Which lines belong in your copy? Those from the start of the data through the line with "white long-sleeve shirt.", exactly as written, without any pictures.

(Material provided Opens)

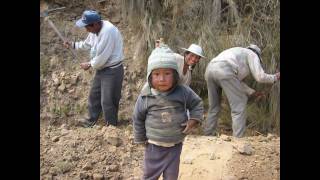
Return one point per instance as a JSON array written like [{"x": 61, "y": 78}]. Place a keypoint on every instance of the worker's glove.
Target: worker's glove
[
  {"x": 189, "y": 125},
  {"x": 278, "y": 76},
  {"x": 258, "y": 95},
  {"x": 68, "y": 44}
]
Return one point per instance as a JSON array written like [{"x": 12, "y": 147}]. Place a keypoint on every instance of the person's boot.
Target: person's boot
[{"x": 86, "y": 123}]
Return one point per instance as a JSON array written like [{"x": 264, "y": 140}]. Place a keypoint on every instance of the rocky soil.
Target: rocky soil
[{"x": 71, "y": 152}]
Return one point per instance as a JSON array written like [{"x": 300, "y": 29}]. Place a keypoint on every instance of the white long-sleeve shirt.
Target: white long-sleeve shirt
[
  {"x": 244, "y": 61},
  {"x": 106, "y": 48}
]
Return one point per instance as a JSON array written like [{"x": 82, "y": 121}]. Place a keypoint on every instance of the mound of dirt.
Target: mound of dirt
[{"x": 109, "y": 153}]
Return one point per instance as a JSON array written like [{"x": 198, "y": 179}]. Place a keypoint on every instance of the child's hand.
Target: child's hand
[{"x": 191, "y": 123}]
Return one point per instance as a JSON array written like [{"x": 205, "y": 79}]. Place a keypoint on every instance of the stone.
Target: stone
[
  {"x": 62, "y": 87},
  {"x": 97, "y": 176},
  {"x": 87, "y": 166},
  {"x": 115, "y": 141},
  {"x": 55, "y": 138},
  {"x": 225, "y": 137},
  {"x": 187, "y": 161},
  {"x": 213, "y": 156},
  {"x": 229, "y": 178},
  {"x": 113, "y": 168},
  {"x": 245, "y": 148},
  {"x": 83, "y": 175},
  {"x": 64, "y": 166}
]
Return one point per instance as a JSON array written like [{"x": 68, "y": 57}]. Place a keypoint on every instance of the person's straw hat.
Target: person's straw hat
[
  {"x": 255, "y": 48},
  {"x": 88, "y": 17},
  {"x": 195, "y": 49}
]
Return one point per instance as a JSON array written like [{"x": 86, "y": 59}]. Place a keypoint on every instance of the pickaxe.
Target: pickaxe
[{"x": 45, "y": 15}]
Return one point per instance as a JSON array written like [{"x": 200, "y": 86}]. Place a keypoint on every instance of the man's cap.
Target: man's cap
[
  {"x": 161, "y": 57},
  {"x": 88, "y": 17},
  {"x": 195, "y": 49}
]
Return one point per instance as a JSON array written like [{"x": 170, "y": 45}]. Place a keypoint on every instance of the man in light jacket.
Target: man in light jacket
[
  {"x": 106, "y": 54},
  {"x": 226, "y": 72}
]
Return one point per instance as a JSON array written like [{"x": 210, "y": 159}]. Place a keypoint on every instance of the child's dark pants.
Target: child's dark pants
[{"x": 158, "y": 160}]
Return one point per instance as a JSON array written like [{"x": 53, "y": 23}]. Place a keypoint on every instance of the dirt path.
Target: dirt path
[
  {"x": 204, "y": 158},
  {"x": 69, "y": 152}
]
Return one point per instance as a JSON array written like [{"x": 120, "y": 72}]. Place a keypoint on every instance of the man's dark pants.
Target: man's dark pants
[{"x": 105, "y": 94}]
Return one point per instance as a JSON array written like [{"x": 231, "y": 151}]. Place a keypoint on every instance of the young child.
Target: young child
[{"x": 160, "y": 118}]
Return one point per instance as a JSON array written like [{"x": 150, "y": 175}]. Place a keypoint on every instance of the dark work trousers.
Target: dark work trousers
[
  {"x": 158, "y": 160},
  {"x": 105, "y": 94}
]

(Material provided Closes)

— Result for this task —
Return one point per instance as a JSON array written like [{"x": 61, "y": 78}]. Place a keypoint on every instance of the worker's glove.
Target: worker's glove
[
  {"x": 189, "y": 125},
  {"x": 278, "y": 76},
  {"x": 258, "y": 95},
  {"x": 68, "y": 44}
]
Return one point per instance as a JSON array written like [{"x": 12, "y": 147}]. Place a keypoint on every instance of the person's boot.
Target: person's boot
[{"x": 86, "y": 123}]
Return one point per instance as a JSON array written like [{"x": 264, "y": 140}]. Place a keypoint on every instance of the rocky soil.
Target: rocky soil
[{"x": 71, "y": 152}]
Return one point per instance as a JSON array written like [{"x": 300, "y": 29}]. Place a keypoint on every instance of the white long-sleeve shirt.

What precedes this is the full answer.